### WHAT TO DO
1. Duplicate the part of the Yucca Valley cannabis article between "Town Clerk Lesley" and "Jan. 20, 2015.", inclusive.
2. Pick up the Yucca Valley cannabis article after its final sentence and continue it.

### SELECTED TEXT
Cannabis Advocates Force Yucca Council To Put Issue On Ballot

YUCCA VALLEY —(December 23) Advocates for the availability of medical marijuana in the town of Yucca Valley have effectively overrun the town council’s procedural blockade of local marijuana clinics by getting the requisite number of voter signatures on a petition to direct the town council to adopt a new code allowing dispensaries or otherwise put the matter to the ballot.
An initiative calling for the town to allow two marijuana dispensaries to operate in the 20,700 population municipality was signed by more than 1,900 of the town’s registered voters. Of those signatures, 1,873 signatures were determined by the San Bernardino County Register of Voters Office to be valid, and that number of signatures was roughly 400 more than was needed by the petitioners to force the town council to act.
Town Clerk Lesley Copeland said she is now purposed to put the petition before the town council for certification at its next meeting on Jan. 20, 2015.
Unless the council can cite some reason for not certifying the petition – and there does not appear to be any such legal grounds available to the council – it must either adopt the initiative language calling for the granting of two dispensary permits into the town code without changes within 10 days or call for a report on how the new rules would affect the town or schedule a special election in which voters would be given a straight up-or-down vote on whether to approve the initiative.

### Excerpts from a dataset

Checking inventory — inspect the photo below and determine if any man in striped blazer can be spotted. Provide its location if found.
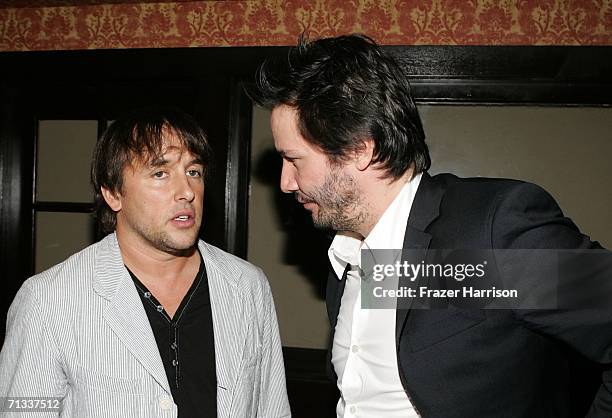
[0,109,290,418]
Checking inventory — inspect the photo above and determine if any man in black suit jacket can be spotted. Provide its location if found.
[254,35,612,418]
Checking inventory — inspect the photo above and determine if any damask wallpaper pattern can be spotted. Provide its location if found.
[0,0,612,51]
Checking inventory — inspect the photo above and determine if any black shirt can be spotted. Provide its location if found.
[128,255,217,418]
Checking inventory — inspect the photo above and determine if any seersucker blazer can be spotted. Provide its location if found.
[0,234,290,418]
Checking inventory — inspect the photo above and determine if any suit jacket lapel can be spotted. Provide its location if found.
[93,234,171,394]
[199,241,243,411]
[395,172,445,345]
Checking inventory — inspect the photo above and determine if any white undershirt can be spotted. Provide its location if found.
[328,174,421,418]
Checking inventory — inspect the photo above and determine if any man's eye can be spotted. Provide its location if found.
[187,170,202,177]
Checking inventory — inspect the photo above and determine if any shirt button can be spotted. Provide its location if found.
[159,396,172,411]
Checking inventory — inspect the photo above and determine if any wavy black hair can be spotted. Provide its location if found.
[91,107,212,234]
[248,35,431,179]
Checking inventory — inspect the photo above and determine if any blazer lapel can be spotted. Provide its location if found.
[199,241,247,411]
[395,172,445,346]
[93,234,171,394]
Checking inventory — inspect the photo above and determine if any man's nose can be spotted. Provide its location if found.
[176,176,195,202]
[280,160,299,193]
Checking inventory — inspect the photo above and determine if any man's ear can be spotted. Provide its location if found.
[355,138,374,171]
[100,187,121,212]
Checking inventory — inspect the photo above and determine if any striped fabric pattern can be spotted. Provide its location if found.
[0,234,290,418]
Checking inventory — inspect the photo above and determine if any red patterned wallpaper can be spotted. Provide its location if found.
[0,0,612,51]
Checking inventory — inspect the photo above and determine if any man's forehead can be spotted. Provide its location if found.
[131,143,201,167]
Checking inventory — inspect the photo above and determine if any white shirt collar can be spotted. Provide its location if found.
[327,173,422,279]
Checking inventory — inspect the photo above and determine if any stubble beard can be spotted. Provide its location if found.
[310,170,367,231]
[135,217,200,257]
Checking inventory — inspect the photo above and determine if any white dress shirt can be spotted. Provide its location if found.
[328,174,421,418]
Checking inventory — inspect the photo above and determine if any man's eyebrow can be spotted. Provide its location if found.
[189,157,204,165]
[149,156,168,167]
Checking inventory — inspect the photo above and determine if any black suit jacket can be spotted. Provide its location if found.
[327,173,612,418]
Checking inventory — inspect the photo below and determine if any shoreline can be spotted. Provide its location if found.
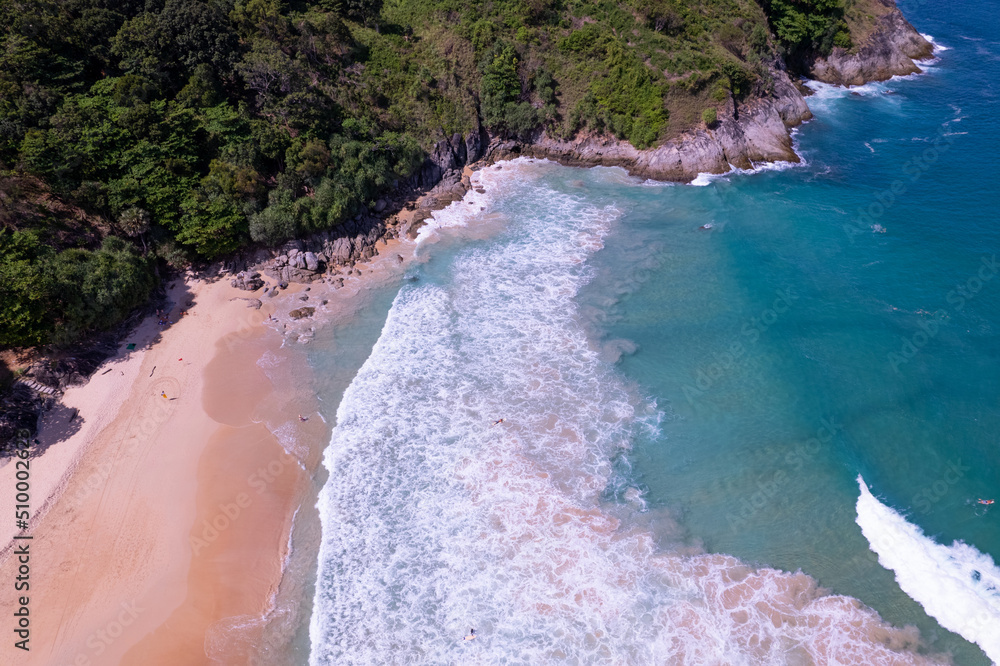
[0,13,940,652]
[0,278,312,664]
[0,169,466,664]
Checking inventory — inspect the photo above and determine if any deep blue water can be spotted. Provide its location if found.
[311,2,1000,664]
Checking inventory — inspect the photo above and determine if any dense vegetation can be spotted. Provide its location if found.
[0,0,860,346]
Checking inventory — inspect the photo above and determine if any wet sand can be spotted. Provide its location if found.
[0,272,328,664]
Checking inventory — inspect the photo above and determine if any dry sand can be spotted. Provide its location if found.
[0,166,490,666]
[0,272,327,665]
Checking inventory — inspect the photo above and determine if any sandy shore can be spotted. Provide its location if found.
[0,268,328,665]
[0,162,488,666]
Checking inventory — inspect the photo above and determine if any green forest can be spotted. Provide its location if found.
[0,0,870,347]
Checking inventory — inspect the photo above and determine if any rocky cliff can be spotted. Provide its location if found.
[502,69,812,181]
[805,6,934,86]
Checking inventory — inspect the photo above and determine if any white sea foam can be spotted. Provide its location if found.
[310,160,940,666]
[920,33,951,53]
[857,476,1000,663]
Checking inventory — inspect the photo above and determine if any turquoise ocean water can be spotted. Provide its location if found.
[309,2,1000,664]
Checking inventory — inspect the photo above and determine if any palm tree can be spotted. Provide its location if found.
[118,206,151,255]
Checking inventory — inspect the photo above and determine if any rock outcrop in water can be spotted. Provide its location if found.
[227,0,933,280]
[806,6,934,86]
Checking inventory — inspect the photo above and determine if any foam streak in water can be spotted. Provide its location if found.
[857,476,1000,663]
[310,160,944,666]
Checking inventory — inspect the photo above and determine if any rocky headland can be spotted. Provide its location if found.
[2,0,933,440]
[805,6,934,86]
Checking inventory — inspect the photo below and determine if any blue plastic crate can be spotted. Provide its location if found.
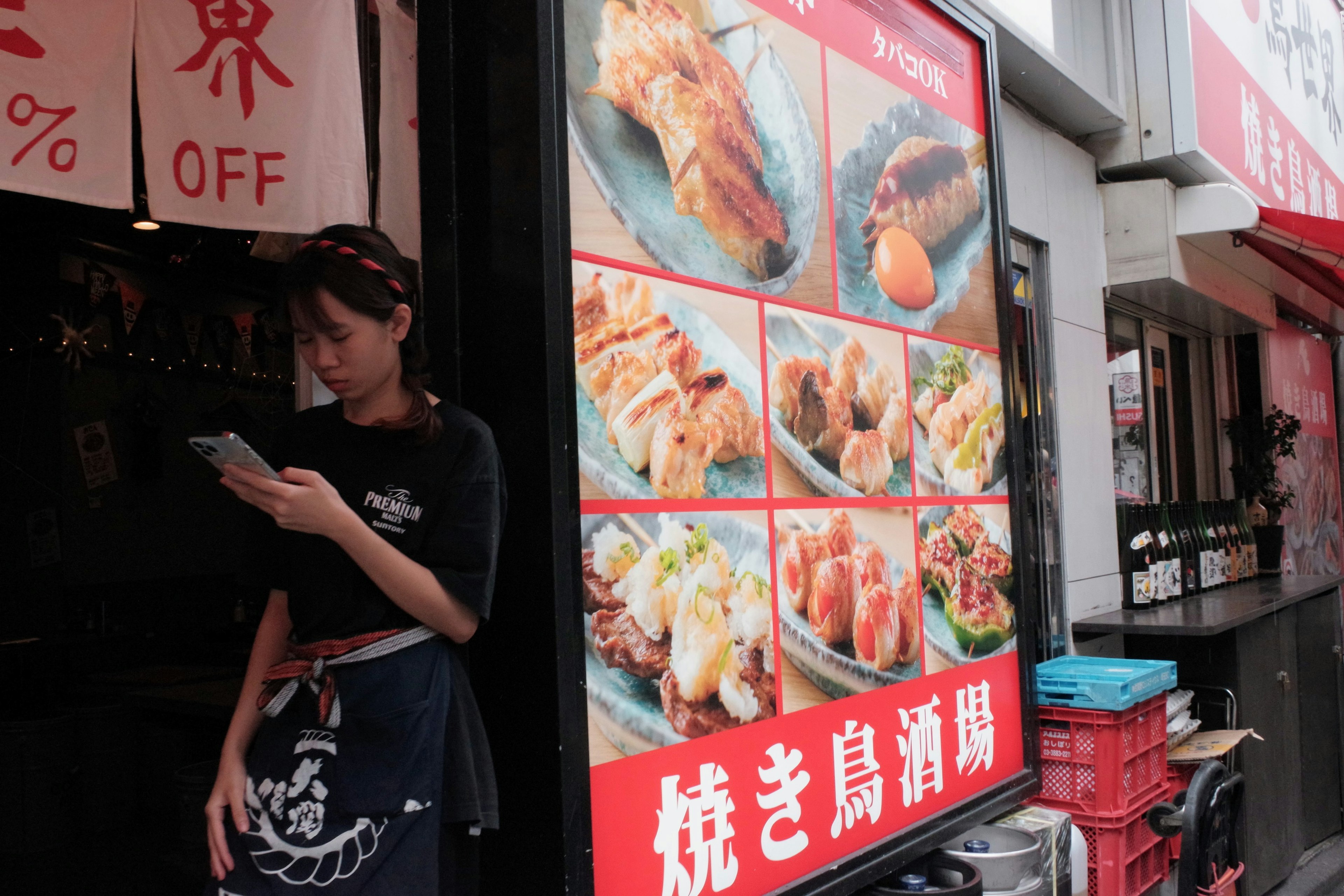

### ANSWERS FOR THIS EXERCISE
1.
Town Clerk Lesley Copeland said she is now purposed to put the petition before the town council for certification at its next meeting on Jan. 20, 2015.

2.
The Alliance for Safe Access of Yucca Valley, led by Jason Elsasser, began circulating the petition this summer. The petition calls for the city to permit the opening and operation of one medical marijuana clinic per 10,000 residents living in the town under a set of rules governing hours when the dispensaries can be operated and within zones outside the proximity of churches and schools.
Elsasser and the Alliance undertook their effort after the closure of another clinic, which had gotten its operating charter from the city by applying for a business license as an ‘herbal shop.”
Upon town officials learning that the enterprise was a dispensary, they initiated efforts to close it but were met by the owner’s threat of litigation. The town and the clinic owner arrived at an agreement by which the owner was able to remain in business for a specified period. Before that deadline elapsed, the operation proved lucrative enough for the owner to reach his financial goals and he voluntarily closed.
Advocates for the availability of medical marijuana say that there is considerable demand for medical marijuana in Yucca Valley and that the town council, by its efforts to prevent the operation of dispensaries in town is forcing customers to purchase the product from criminals selling it illegally or travel to other cities where clinics are permitted and where those municipalities have tapped into the tax revenue available from the sales.
The demand for marijuana will remain whether the town facilitates local availability or not, and the city should take advantage of the potential tax revenue such operations present, advocates of the dispensaries say.
Those opposed to the cannabis clubs say those favoring them are a minority and a referendum will end with the ban on them being sustained.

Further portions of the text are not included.